▶ **Exercise goal**
Reproduce word for word the line that contains "The component shall locate the white ski" and every line after it to the end of the records, with nothing else added.

(Items from a dataset)
·····

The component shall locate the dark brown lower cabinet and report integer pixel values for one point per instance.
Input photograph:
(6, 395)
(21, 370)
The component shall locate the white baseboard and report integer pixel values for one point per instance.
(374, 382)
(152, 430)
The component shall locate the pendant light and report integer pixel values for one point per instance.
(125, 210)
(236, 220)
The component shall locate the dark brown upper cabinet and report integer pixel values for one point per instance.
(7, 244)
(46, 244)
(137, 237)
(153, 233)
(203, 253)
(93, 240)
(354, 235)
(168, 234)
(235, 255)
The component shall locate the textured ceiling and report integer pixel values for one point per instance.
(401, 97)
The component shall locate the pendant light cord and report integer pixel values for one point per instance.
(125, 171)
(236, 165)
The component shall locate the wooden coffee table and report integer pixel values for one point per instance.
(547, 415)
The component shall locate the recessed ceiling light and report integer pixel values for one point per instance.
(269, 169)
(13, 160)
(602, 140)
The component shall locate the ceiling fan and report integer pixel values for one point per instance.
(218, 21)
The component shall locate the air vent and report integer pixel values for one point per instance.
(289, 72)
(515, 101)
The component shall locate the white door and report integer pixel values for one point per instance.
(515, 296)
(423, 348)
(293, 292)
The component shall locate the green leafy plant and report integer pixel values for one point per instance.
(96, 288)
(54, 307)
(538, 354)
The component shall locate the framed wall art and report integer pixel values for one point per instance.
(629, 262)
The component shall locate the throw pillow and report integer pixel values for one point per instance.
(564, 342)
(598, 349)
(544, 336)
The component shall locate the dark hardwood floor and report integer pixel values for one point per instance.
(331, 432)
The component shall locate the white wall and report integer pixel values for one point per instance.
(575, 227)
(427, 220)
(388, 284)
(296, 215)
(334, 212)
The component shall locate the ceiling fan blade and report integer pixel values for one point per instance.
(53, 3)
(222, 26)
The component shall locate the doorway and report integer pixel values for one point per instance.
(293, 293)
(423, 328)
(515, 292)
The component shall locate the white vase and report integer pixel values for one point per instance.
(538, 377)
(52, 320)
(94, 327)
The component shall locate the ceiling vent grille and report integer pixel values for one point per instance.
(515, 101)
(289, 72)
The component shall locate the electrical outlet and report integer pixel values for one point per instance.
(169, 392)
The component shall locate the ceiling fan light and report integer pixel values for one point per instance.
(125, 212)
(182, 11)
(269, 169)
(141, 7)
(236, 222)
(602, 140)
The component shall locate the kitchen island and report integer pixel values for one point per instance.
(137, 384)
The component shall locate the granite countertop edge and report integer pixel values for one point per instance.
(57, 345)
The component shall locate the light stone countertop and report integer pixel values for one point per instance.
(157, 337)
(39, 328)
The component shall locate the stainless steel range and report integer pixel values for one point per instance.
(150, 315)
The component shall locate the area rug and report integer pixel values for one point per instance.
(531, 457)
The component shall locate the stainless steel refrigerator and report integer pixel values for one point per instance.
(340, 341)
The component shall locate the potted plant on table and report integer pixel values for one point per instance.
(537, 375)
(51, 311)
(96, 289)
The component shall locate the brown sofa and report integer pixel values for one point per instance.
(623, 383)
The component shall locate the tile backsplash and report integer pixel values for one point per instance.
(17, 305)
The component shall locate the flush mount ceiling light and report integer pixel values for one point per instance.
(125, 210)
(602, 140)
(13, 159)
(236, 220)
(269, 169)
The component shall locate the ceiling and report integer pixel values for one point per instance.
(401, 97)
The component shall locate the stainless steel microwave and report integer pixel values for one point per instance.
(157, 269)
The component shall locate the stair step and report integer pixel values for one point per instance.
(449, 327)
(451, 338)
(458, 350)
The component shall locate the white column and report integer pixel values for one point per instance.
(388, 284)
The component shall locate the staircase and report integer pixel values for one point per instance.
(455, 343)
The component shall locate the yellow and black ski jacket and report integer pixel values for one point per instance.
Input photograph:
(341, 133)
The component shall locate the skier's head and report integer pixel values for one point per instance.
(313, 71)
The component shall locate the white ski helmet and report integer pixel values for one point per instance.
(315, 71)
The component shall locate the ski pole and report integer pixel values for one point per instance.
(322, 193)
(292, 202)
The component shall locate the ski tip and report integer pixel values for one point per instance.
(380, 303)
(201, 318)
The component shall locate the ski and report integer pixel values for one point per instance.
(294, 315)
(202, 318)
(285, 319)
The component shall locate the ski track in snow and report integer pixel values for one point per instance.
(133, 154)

·····

▶ **Solved exercise**
The component shall locate the white ski helmet and report integer pixel values for one point per instance.
(315, 71)
The component shall locate the ski pole and report integer pixel values for one point per instance.
(322, 193)
(292, 202)
The component shall locate the ski tip and report integer pixel values for one point per instance.
(380, 303)
(201, 318)
The component shall locate the ski and report integer pixel values for one point per instance.
(294, 315)
(202, 318)
(285, 319)
The component shall locate the ski track in snow and report integer pixel values for one point per instance.
(133, 154)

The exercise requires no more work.